Netanyahu speaks during a press conference with US Secretary of State Marco Rubio in Jerusalem on 15 September. [Getty]

Israeli Prime Minister Benjamin Netanyahu said on Monday that Israel must become a "super Sparta" if it is to survive the growing global backlash over its genocidal assault on Gaza.

In a speech that appeared aimed at reinforcing a siege mentality, Netanyahu argued that Israel would need to become more economically self-sufficient as boycotts spread and international isolation deepens.

"We will increasingly need to adapt to an economy with autarkic characteristics," he said at a conference in Jerusalem, noting the creeping arms embargo that threatens to impede his government's ability to wage constant war.

In calling for self-sufficiency, he invoked the ancient Greek city-state famous for its penchant for war and mythologised by nineteenth-century Social Darwinists as a model for carrying out eugenics.

Ancient Greece's garrison state

Alongside Athens, Sparta was one of the most powerful Greek city-states.

A highly militarised society, it was composed of citizen-warriors known as Spartiates who ruled over vast numbers of slaves.

It remained in almost a constant state of war, fighting rival Greek states and the Persian Empire for control of the Peloponnese and northern Greece.

Its conquest and occupation of Messenia and Lakonia led to the enslavement of tens of thousands of people, known as helots.

Sparta's preeminence as a regional military power was partly sustained by its closed economy. It was also a system that bred fragility and ultimately contributed to its swift collapse.

A mythic role model for scientific racism

Sparta was re-imagined by 19th-century historians and eugenicists as a proto-racial state, where citizens were bred and trained for martial excellence and weakness was rooted out.

□ □ □ □

* Task requirements
1. According to the article on Netanyahu's "super Sparta" speech, what name was given to the people enslaved after Sparta conquered Messenia and Lakonia?
2. Name every geographic region that the article on Netanyahu's "super Sparta" speech links to Sparta's wars and conquests.
3. Carry on the article on Netanyahu's "super Sparta" speech, starting after its final sentence.
The listing that follows the article plays no part in any of the work here.

□ □ □ □

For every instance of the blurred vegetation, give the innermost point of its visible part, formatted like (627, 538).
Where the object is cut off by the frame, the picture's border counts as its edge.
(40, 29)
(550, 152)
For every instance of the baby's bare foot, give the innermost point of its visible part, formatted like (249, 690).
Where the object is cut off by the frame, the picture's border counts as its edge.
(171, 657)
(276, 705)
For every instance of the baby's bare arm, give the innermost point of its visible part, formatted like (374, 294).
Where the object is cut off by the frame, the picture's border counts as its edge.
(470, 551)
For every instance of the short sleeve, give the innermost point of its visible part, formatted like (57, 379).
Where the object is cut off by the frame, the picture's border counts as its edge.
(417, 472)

□ □ □ □

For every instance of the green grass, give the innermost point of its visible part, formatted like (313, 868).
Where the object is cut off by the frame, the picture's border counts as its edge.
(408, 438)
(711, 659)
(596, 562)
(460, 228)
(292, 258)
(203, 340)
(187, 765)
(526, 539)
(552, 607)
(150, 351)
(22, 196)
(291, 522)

□ □ □ □

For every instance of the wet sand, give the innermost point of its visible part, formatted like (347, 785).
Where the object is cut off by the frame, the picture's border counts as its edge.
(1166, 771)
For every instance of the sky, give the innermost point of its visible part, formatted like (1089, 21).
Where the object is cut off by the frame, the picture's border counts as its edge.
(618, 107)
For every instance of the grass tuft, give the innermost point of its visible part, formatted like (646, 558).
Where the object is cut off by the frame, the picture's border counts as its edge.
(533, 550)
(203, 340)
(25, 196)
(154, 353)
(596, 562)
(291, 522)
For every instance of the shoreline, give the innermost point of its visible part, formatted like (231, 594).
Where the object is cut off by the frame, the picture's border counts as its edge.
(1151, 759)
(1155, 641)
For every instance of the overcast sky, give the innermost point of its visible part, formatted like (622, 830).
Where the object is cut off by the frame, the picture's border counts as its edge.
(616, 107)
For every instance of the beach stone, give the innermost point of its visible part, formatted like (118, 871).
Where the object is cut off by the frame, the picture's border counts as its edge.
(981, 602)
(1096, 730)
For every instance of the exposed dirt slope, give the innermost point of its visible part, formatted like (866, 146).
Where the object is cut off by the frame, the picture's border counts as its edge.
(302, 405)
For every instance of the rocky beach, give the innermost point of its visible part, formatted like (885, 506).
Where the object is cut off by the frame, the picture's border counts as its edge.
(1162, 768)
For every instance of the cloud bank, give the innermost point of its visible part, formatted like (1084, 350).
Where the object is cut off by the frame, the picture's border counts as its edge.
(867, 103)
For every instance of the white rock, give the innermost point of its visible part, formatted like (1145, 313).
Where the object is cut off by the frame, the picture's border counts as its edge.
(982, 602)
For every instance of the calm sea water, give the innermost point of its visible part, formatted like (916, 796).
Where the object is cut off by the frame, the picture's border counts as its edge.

□ □ □ □

* Numbered answers
1. They were known as helots.

2. The Peloponnese, northern Greece, Messenia, and Lakonia.

3.
Proponents of scientific racism, such as the notoriously antisemitic British-German philosopher Houston Stewart Chamberlain and later Nazi racial theorists, cast Sparta as an example of "racial hygiene", pointing to myths about Spartans discarding weak infants and rooting out genetic inferiorities.

The Sparta of the Levant

Netanyahu's invocation of Sparta as a model for Israel's future emphasises not just the country's military strength, but places it in a lineage of societies defined by perpetual warfare, oligarchic rule and domination over a subjugated population.

The descent of Israel into a garrison state defined by war was predicted almost 80 years ago by Jewish political philosopher Hannah Arendt, who warned of the fascist proclivities of Revisionist Zionism.

Under an all-out war against the indigenous population, "the Palestinian Jews would degenerate into one of those small warrior tribes about whose possibilities and importance history has amply informed us since the days of Sparta", she wrote as the Nakba unfolded in 1948.